═══ RECORDS TO USE ═══
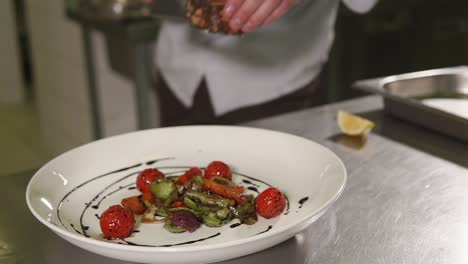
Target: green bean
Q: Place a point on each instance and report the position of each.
(163, 190)
(209, 200)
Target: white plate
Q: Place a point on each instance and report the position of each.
(64, 193)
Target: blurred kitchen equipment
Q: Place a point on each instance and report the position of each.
(127, 10)
(130, 28)
(436, 99)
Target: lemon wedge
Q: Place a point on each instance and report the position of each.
(353, 125)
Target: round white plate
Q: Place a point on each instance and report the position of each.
(70, 192)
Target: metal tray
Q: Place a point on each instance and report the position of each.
(436, 99)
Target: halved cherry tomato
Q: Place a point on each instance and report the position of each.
(218, 168)
(117, 222)
(270, 203)
(148, 198)
(188, 175)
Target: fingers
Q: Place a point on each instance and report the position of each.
(280, 11)
(248, 8)
(260, 15)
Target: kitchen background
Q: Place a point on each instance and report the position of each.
(63, 83)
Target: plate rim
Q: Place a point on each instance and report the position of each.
(190, 248)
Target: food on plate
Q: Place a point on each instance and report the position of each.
(270, 203)
(117, 222)
(218, 169)
(353, 125)
(207, 14)
(146, 178)
(183, 203)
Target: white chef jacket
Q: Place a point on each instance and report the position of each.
(257, 67)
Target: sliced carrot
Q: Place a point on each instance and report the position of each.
(134, 204)
(223, 190)
(178, 204)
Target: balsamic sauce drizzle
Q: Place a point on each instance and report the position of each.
(97, 196)
(172, 245)
(302, 201)
(76, 230)
(151, 162)
(251, 183)
(96, 206)
(264, 231)
(253, 189)
(248, 180)
(86, 182)
(235, 225)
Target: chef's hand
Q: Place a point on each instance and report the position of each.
(247, 15)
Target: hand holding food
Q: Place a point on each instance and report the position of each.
(235, 16)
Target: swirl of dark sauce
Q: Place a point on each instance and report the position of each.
(170, 245)
(302, 201)
(248, 180)
(264, 231)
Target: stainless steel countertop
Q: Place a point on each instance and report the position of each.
(406, 200)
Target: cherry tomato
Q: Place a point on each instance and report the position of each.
(117, 222)
(270, 203)
(178, 204)
(218, 168)
(148, 199)
(188, 175)
(146, 178)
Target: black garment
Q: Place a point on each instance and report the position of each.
(174, 113)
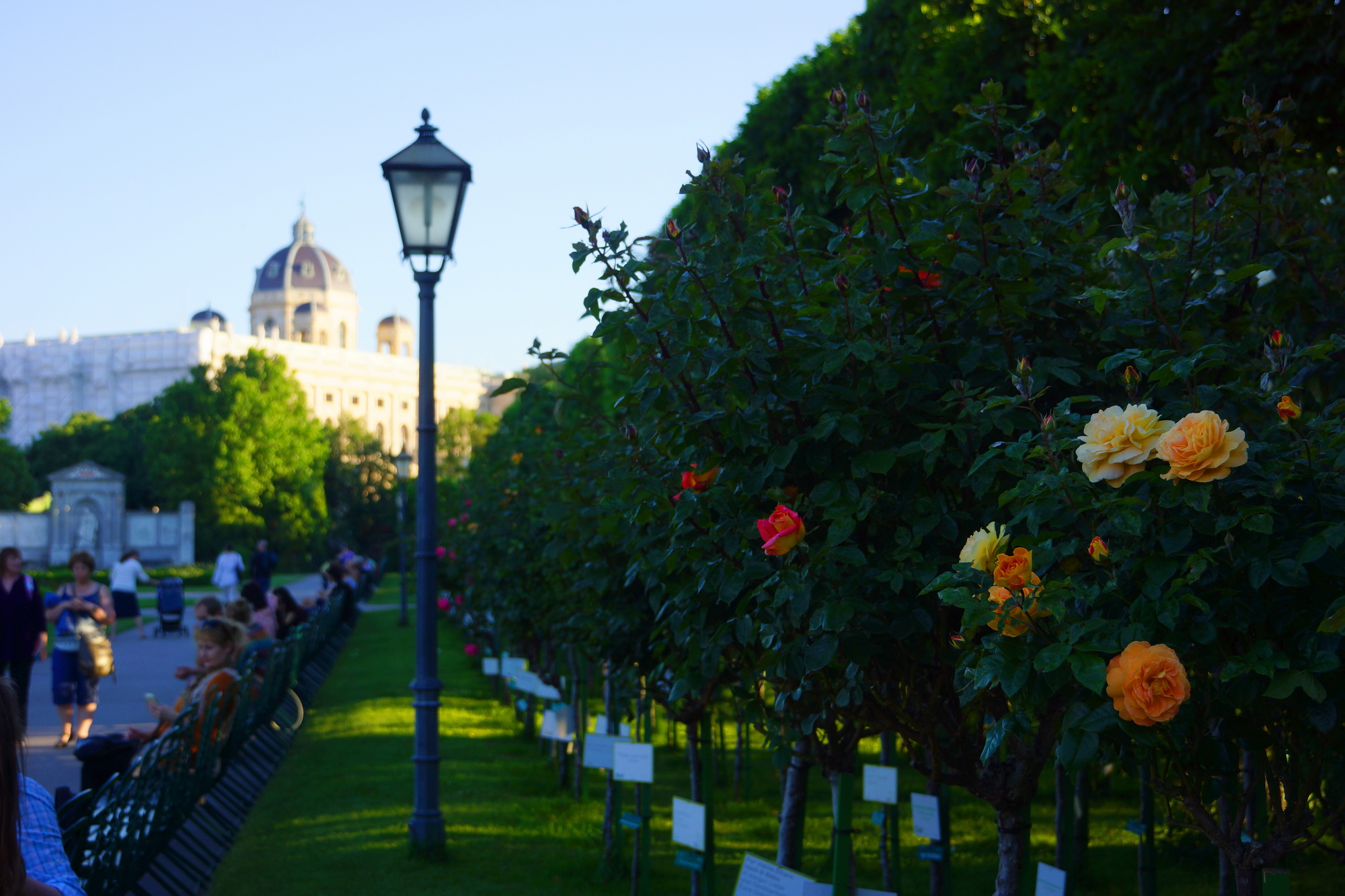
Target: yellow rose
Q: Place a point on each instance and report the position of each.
(983, 546)
(1117, 443)
(1203, 448)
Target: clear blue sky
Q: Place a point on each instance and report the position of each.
(153, 155)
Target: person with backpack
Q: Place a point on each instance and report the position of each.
(72, 685)
(24, 626)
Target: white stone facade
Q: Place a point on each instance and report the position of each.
(303, 309)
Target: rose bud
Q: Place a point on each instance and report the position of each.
(782, 532)
(1098, 549)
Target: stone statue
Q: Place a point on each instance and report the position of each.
(87, 532)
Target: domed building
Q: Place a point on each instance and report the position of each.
(303, 309)
(305, 294)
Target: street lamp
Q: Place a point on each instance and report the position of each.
(428, 184)
(404, 471)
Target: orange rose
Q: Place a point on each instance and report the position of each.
(1147, 684)
(1019, 614)
(1098, 549)
(782, 532)
(1015, 571)
(700, 482)
(1202, 448)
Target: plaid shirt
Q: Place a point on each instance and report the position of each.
(40, 841)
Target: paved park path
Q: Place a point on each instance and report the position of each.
(143, 666)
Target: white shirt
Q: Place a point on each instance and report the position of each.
(126, 573)
(228, 567)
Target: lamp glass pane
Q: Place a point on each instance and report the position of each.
(426, 204)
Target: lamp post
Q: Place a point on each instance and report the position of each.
(428, 182)
(404, 471)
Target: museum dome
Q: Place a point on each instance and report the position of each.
(303, 266)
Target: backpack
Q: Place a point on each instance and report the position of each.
(95, 650)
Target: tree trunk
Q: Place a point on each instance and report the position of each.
(1083, 786)
(1015, 827)
(1249, 880)
(794, 809)
(693, 760)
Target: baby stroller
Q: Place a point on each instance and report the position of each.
(173, 607)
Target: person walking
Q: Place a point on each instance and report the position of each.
(24, 626)
(126, 575)
(229, 569)
(71, 688)
(263, 565)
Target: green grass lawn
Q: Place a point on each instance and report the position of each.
(333, 821)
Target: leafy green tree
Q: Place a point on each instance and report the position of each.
(17, 482)
(241, 443)
(358, 482)
(118, 444)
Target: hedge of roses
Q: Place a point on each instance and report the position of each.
(1024, 470)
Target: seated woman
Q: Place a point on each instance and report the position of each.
(289, 612)
(219, 645)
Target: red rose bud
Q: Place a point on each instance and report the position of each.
(700, 482)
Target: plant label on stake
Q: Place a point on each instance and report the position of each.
(598, 749)
(1051, 880)
(633, 762)
(688, 823)
(880, 783)
(925, 815)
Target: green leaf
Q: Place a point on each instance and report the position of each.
(1246, 271)
(1090, 670)
(510, 385)
(1052, 657)
(820, 653)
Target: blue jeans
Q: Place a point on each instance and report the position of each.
(69, 685)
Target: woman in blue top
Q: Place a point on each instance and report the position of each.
(84, 598)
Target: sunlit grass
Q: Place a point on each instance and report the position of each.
(333, 821)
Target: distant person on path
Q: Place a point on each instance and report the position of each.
(33, 860)
(24, 626)
(264, 564)
(81, 599)
(126, 575)
(229, 569)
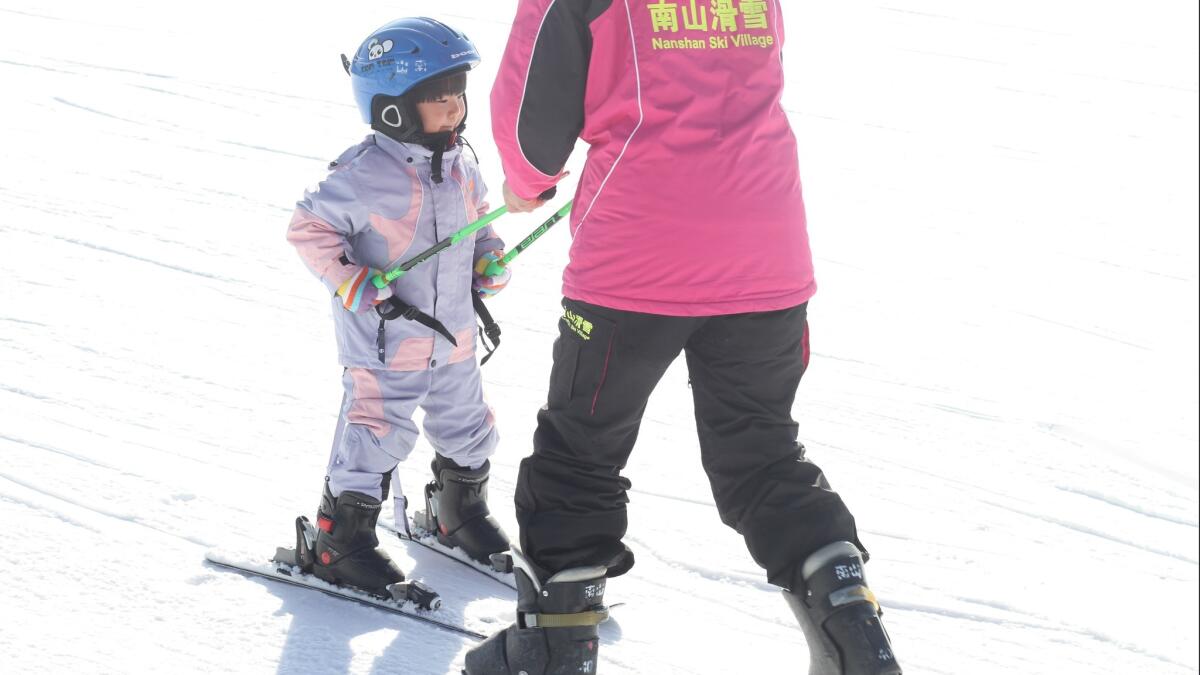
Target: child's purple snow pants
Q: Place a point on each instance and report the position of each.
(376, 429)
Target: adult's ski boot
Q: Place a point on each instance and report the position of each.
(456, 511)
(557, 628)
(347, 549)
(840, 615)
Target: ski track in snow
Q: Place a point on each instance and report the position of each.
(1003, 382)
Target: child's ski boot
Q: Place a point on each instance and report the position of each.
(557, 628)
(456, 511)
(347, 550)
(840, 615)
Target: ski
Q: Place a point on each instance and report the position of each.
(424, 538)
(292, 575)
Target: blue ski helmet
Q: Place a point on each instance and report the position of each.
(405, 53)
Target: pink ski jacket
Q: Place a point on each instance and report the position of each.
(690, 201)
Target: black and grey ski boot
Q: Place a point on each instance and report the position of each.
(456, 509)
(347, 550)
(840, 615)
(557, 631)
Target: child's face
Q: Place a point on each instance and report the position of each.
(444, 113)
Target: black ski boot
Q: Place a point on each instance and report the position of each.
(840, 615)
(456, 509)
(347, 550)
(557, 628)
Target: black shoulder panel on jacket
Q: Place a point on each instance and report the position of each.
(552, 109)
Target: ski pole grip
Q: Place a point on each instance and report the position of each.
(495, 268)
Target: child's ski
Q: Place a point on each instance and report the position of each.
(277, 569)
(421, 537)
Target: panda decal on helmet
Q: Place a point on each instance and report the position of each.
(376, 49)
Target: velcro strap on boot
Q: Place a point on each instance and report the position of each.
(580, 619)
(852, 595)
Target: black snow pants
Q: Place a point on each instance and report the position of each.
(744, 371)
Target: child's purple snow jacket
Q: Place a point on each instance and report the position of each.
(377, 208)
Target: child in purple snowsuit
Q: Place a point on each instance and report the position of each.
(391, 196)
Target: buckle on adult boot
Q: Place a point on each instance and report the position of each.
(573, 598)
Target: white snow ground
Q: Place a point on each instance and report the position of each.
(1005, 213)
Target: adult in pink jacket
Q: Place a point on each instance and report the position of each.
(689, 236)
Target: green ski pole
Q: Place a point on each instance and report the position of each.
(389, 276)
(497, 267)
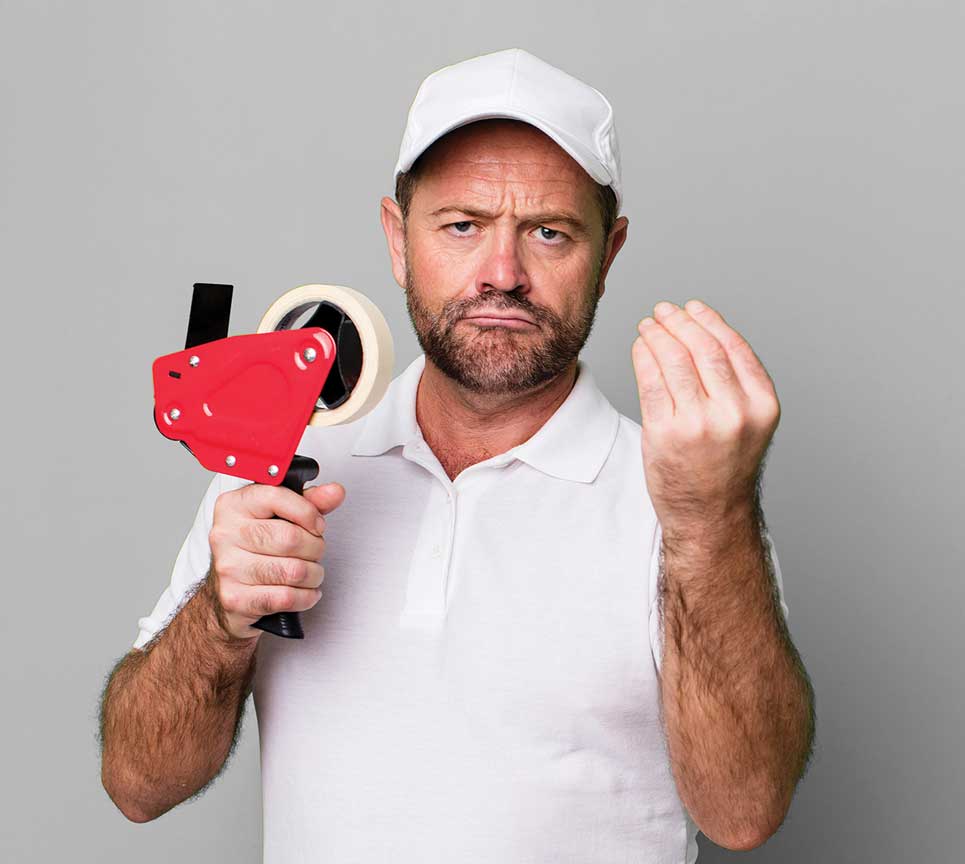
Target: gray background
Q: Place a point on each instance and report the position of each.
(798, 165)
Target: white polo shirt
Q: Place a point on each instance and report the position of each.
(479, 682)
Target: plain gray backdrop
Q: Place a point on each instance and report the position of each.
═══
◆ **WHAT IS EXPECTED**
Copy all the material above exactly, but skip each image.

◆ **REPLY TO THE EXERCISE**
Target: green bean
Q: Place a point on each instance and report the position of each.
(163, 190)
(209, 200)
Target: white plate
Q: Place a point on each instance and report the position of each.
(64, 193)
Target: blurred kitchen equipment
Q: Place a point on each instance and report the position of each.
(127, 10)
(130, 28)
(436, 99)
Target: lemon wedge
Q: Place a point on each instance and report the position of each.
(353, 125)
Target: round white plate
Q: Place a point on each instance and report the position of each.
(70, 192)
Target: metal tray
Q: Place a point on each instance and report the position of each.
(436, 99)
Target: halved cherry tomato
Q: Place a point on each instance and report the position of each.
(218, 168)
(117, 222)
(270, 203)
(148, 198)
(188, 175)
Target: fingers
Q: Place a point on each instance and report the position of each.
(280, 11)
(248, 8)
(260, 15)
Target: kitchen background
Q: Place a point on each instance and report the position of each.
(63, 83)
Target: plate rim
Q: Place a point on each instance and report the position of each.
(190, 248)
Target: food on plate
Q: Place a point on each instance and report the position of each.
(270, 203)
(117, 222)
(218, 169)
(353, 125)
(207, 14)
(146, 178)
(183, 203)
Target: white chef jacket
Q: Place a point on each instance and report the position of each.
(257, 67)
Target: sliced carrot
Q: Place a point on each instance and report the position of each.
(134, 204)
(223, 190)
(178, 204)
Target: balsamic sauce drizzle
Q: Place a point on each instance and report the position of each.
(97, 196)
(172, 245)
(302, 201)
(76, 230)
(151, 162)
(251, 183)
(96, 206)
(264, 231)
(253, 189)
(248, 180)
(86, 182)
(235, 225)
Target: chef's hand
Q: Place a point on each instance and report the position of each.
(247, 15)
Target: hand holding food
Q: Place a point on each instance and report the position of each.
(235, 16)
Target: swirl of dark sauce
Q: Place a point on each instance and report the position of each.
(170, 245)
(302, 201)
(248, 180)
(264, 231)
Target: stainless steel countertop
Q: Place a point on each instance and report the position of each.
(406, 200)
Target: cherry tomato
Q: Place a point on each instance and report the position of each.
(117, 222)
(270, 203)
(178, 204)
(218, 168)
(148, 199)
(188, 175)
(146, 178)
Target: black garment
Q: Place a point on each instance and report the position of each.
(174, 113)
Target: yellow rose
Q: Place a point on each instance and report the position of each.
(983, 546)
(1117, 443)
(1203, 448)
Target: clear blue sky
Q: Place a point on each instance and report the position of each.
(153, 155)
Target: person with backpack
Q: Place a point on each instance and report the position of each.
(72, 685)
(24, 626)
Target: white stone facade
Q: Place a point on each instance and report the position of each.
(303, 309)
Target: rose bud
Q: Place a point on each instance and report the position of each.
(782, 532)
(1098, 549)
Target: stone statue
Q: Place a point on each instance and report the position of each.
(87, 532)
Target: domed building
Q: Place a point on each instance and report the position of each.
(303, 309)
(305, 294)
Target: street lamp
Q: Place a point on each instance and report the position of each.
(428, 184)
(404, 471)
Target: orange rose
Q: Place a point on each instance and report the position of each.
(1147, 684)
(1019, 614)
(1098, 549)
(782, 532)
(1015, 571)
(700, 482)
(1202, 448)
Target: plaid shirt
Q: Place a point on each instance and report the position of each.
(40, 841)
Target: paved park path
Q: Place a point on each instance and report the position of each.
(143, 666)
Target: white shirt
Q: Place a point on each instance and report the position of each.
(126, 573)
(228, 567)
Target: lamp glass pane
Q: Place a point on each instance and report the position of each.
(426, 204)
Target: lamp post
Q: Place a point on each instance and report the position of each.
(428, 182)
(404, 471)
Target: museum dome
Q: Place a point on each instance and report the position of each.
(303, 266)
Target: backpack
Q: Place a point on each instance and report the position of each.
(95, 650)
Target: tree trunk
Q: Place a point on each instance and report the position of each.
(1083, 786)
(1015, 827)
(1249, 880)
(794, 809)
(693, 760)
Target: baby stroller
Q: Place a point on each instance and report the position of each.
(173, 607)
Target: person walking
Q: Place a point on each instance and report the position of each.
(24, 626)
(126, 575)
(229, 569)
(71, 688)
(263, 565)
Target: green grass lawn
Q: Place a point on each instance and report the position of each.
(333, 821)
Target: leafy green tree
Q: Place a point on each instance and report the position of each.
(17, 482)
(241, 443)
(358, 482)
(118, 444)
Target: hedge of roses
Q: Place a point on each instance and report the position of each.
(1024, 470)
Target: seated woman
Q: Place a point on each instance and report the position of each.
(289, 612)
(219, 645)
Target: red rose bud
Q: Place a point on each instance and report the position of each.
(700, 482)
Target: plant label on stake
Q: Place a point on each instance and report the position of each.
(598, 749)
(1051, 880)
(633, 762)
(688, 823)
(880, 783)
(925, 815)
Target: green leaf
Q: Place a point on each instance and report the position of each.
(1246, 271)
(1090, 670)
(510, 385)
(1052, 657)
(820, 653)
Target: blue jeans
Q: Place a point on each instance and report the position of each.
(69, 685)
Target: woman in blue top
Q: Place a point on each instance and report the position of each.
(84, 598)
Target: sunlit grass
Q: Place a point on each instance and report the position of each.
(333, 821)
Target: distant person on path
Q: Place a point on each instance and report the position of each.
(33, 860)
(24, 626)
(264, 564)
(81, 599)
(126, 575)
(229, 569)
Target: child's purple snow pants
Q: Place a point on each instance and report the position of each.
(376, 429)
Target: adult's ski boot
Q: Place a point on each instance and report the position of each.
(456, 511)
(557, 628)
(347, 549)
(840, 615)
Target: ski track in snow
Q: Place a point on each instance and report the position of each.
(1003, 382)
Target: child's ski boot
Q: Place a point on each instance and report the position of each.
(557, 628)
(456, 511)
(347, 550)
(840, 615)
Target: ski
Q: Place a point on each instance and report the position of each.
(424, 538)
(292, 575)
Target: blue ski helmet
Q: Place a point on each instance and report the position of each.
(405, 53)
Target: pink ski jacket
Q: Place a point on each instance and report the position of each.
(690, 201)
Target: black and grey ski boot
Q: Place a point on each instance and report the position of each.
(456, 509)
(347, 550)
(840, 615)
(557, 631)
Target: child's face
Q: Place a point on each instance and report the position of each.
(444, 113)
Target: black ski boot
Q: Place a point on each instance and report the position of each.
(840, 615)
(456, 509)
(347, 550)
(557, 628)
Target: black shoulder panel on jacket
Q: Place a point on each instance and report the position of each.
(552, 109)
Target: ski pole grip
Q: Place a point on each instance and report the position of each.
(495, 268)
Target: child's ski
Q: Place a point on each instance and report the position of each.
(277, 569)
(421, 537)
Target: panda decal on helmet
Q: Place a point on each instance and report the position of each.
(376, 49)
Target: velcro strap on boot
Q: Place a point on each instance and report the position of each.
(580, 619)
(852, 595)
Target: black snow pants
Q: Place a point on each instance and report the position of each.
(744, 371)
Target: child's purple snow jacket
Q: Place a point on each instance and report the position of each.
(377, 208)
Target: child in purple snowsuit
Q: Place a point on each instance and report the position of each.
(391, 196)
Target: buckle on adult boot
Q: Place a point on each instance and report the position of each.
(573, 598)
Target: white snow ground
Q: Place a point on each instance and report the position of each.
(1005, 213)
Target: adult in pink jacket
Q: Place a point on each instance and report the position of each.
(689, 236)
Target: green ski pole
Q: Place a point on each instance and report the position of each.
(389, 276)
(497, 267)
Target: gray background
Q: Place a point on each instance and report the position of each.
(798, 165)
Target: white polo shirt
Q: Place a point on each instance and report the position of each.
(479, 682)
Target: plain gray backdrop
Q: Place a point on each instance and report the position of each.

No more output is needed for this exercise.